如果没有显式实现该属性或get此属性返回错误,说明当前不是硬编,如果此查询返回1表明编码器可以在中断后恢复.否则不能恢复.

/*
     Can the Audio Converter resume after an interruption?
     this property may be queried at any time after construction of the Audio Converter after setting its output format
     there's no clear reason to prefer construction time, interruption time, or potential resumption time but we prefer
     construction time since it means less code to execute during or after interruption time.
     */
    BOOL canResumeFromInterruption = YES;
    UInt32 canResume = 0;
    size = sizeof(canResume);
    OSStatus error = AudioConverterGetProperty(converter, kAudioConverterPropertyCanResumeFromInterruption, &size, &canResume);
    
    if (error == noErr) {
        /*
         we recieved a valid return value from the GetProperty call
         if the property's value is 1, then the codec CAN resume work following an interruption
         if the property's value is 0, then interruptions destroy the codec's state and we're done
         */
        
        if (canResume == 0) {
            canResumeFromInterruption = NO;
        }
        
        printf("Audio Converter %s continue after interruption!\n", (!canResumeFromInterruption ? "CANNOT" : "CAN"));
        
    } else {
        /*
         if the property is unimplemented (kAudioConverterErr_PropertyNotSupported, or paramErr returned in the case of PCM),
         then the codec being used is not a hardware codec so we're not concerned about codec state
         we are always going to be able to resume conversion after an interruption
         */
        
        if (error == kAudioConverterErr_PropertyNotSupported) {
            printf("kAudioConverterPropertyCanResumeFromInterruption property not supported - see comments in source for more info.\n");
            
        } else {
            printf("AudioConverterGetProperty kAudioConverterPropertyCanResumeFromInterruption result %d, paramErr is OK if PCM\n", (int)error);
        }
        
        error = noErr;
    }
复制代码

2.编码

2.1. 估算音频大小

kAudioConverterPropertyMaximumOutputPacketSize : 可以查询编码后音频数据最大数值.此值常用来估算音频编码后最大值.可以通过此值为音频数据分配空间.

--- --- ---

# [练习题目]
1 - 在音频编码节选中，查询 kAudioConverterPropertyCanResumeFromInterruption 返回 1 说明什么？
2 - 写出音频编码节选最后一句之后的内容。

# [记录集]

--- --- ---

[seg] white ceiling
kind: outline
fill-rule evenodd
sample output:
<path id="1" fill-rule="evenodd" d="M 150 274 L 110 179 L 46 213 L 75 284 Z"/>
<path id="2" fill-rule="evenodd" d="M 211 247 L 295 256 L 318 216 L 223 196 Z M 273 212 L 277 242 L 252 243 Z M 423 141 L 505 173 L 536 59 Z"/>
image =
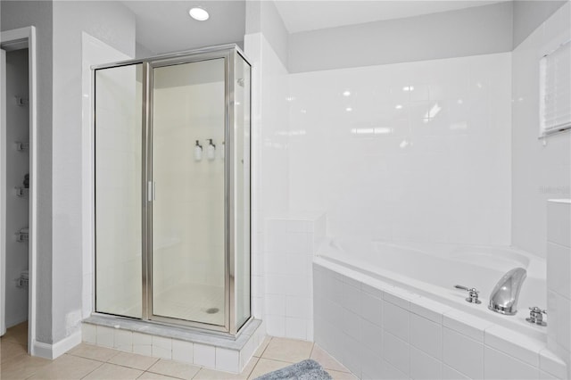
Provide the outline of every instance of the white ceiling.
<path id="1" fill-rule="evenodd" d="M 153 54 L 177 52 L 244 40 L 244 0 L 129 1 L 122 3 L 137 17 L 137 41 Z M 193 6 L 211 14 L 207 21 L 188 15 Z"/>
<path id="2" fill-rule="evenodd" d="M 262 0 L 268 1 L 268 0 Z M 435 13 L 509 0 L 277 0 L 290 33 Z M 151 54 L 240 42 L 245 33 L 245 0 L 123 0 L 137 17 L 137 41 Z M 196 21 L 193 6 L 211 18 Z"/>
<path id="3" fill-rule="evenodd" d="M 278 0 L 276 6 L 290 33 L 315 30 L 381 20 L 437 13 L 507 0 Z"/>

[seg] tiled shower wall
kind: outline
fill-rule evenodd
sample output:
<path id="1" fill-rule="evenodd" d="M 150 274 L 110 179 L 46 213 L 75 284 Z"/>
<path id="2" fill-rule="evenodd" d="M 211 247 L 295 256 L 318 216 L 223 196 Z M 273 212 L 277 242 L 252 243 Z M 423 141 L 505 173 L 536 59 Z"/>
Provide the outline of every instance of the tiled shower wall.
<path id="1" fill-rule="evenodd" d="M 571 366 L 571 200 L 547 203 L 547 344 Z M 567 378 L 571 372 L 567 372 Z"/>
<path id="2" fill-rule="evenodd" d="M 290 207 L 333 235 L 510 242 L 509 53 L 290 75 Z"/>
<path id="3" fill-rule="evenodd" d="M 264 321 L 269 335 L 313 340 L 313 254 L 326 235 L 322 213 L 266 222 Z"/>

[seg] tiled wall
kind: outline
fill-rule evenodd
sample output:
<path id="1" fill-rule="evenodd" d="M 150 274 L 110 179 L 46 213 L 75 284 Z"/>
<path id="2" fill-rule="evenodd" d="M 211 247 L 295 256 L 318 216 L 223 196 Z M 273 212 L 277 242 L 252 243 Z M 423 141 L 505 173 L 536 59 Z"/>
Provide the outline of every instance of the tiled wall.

--- --- ---

# [参考答案]
1 - 说明编码器可以在中断后恢复。

2 -
UInt32 outputSizePerPacket = destFormat.mBytesPerPacket;
    if (outputSizePerPacket == 0) {
        // if the destination format is VBR, we need to get max size per packet from the converter
        UInt32 size = sizeof(outputSizePerPacket);
        if (![self checkError:AudioConverterGetProperty(audioConverter, kAudioConverterPropertyMaximumOutputPacketSize, &size, &outputSizePerPacket) withErrorString:@"AudioConverterGetProperty kAudioConverterPropertyMaximumOutputPacketSize failed!"]) {
            return;
        }
    }
复制代码

2.2. 为编码后音频数据预分配内存

我们可以将2.1中算出的最大size为这个Buffer list分配内存,也可用原始音频数据的大小为其分配内存,因为我们无法直接得知编码后数据到底是多大,所以用估算出来的最大值或原始数据大小分配内存都可以生效,因为最终编码器会将有效大小的值赋值进去.

// Set up output buffer list.
    AudioBufferList fillBufferList = {};
    fillBufferList.mNumberBuffers = 1;
    fillBufferList.mBuffers[0].mNumberChannels  = destFormat.mChannelsPerFrame;
    fillBufferList.mBuffers[0].mDataByteSize    = theOutputBufferSize;
    fillBufferList.mBuffers[0].mData            = malloc(theOutputBufferSize * sizeof(char));
复制代码

2.3. 编码音频数据

解析 AudioConverterFillComplexBuffer :用来编码音频数据.同时需要指定回调函数(C语言函数),

第二个参数即指定回调函数,此回调函数中主要做的是为即将编码的数据进行赋值,即我们要把原始音频数据赋值给回调函数中的 ioData 参数,这是我们在编码前最后一次控制原始音频数据,此回调函数执行后即完成了编码的过程,新的数据会填充到第五个参数中,也就是我们上面预定义的 fillBufferList .

userInfo
ioOutputDataPackets
outputPacketDescriptions

最终,我们将转换后得到的AAC数据以回调函数的形式传给调用者.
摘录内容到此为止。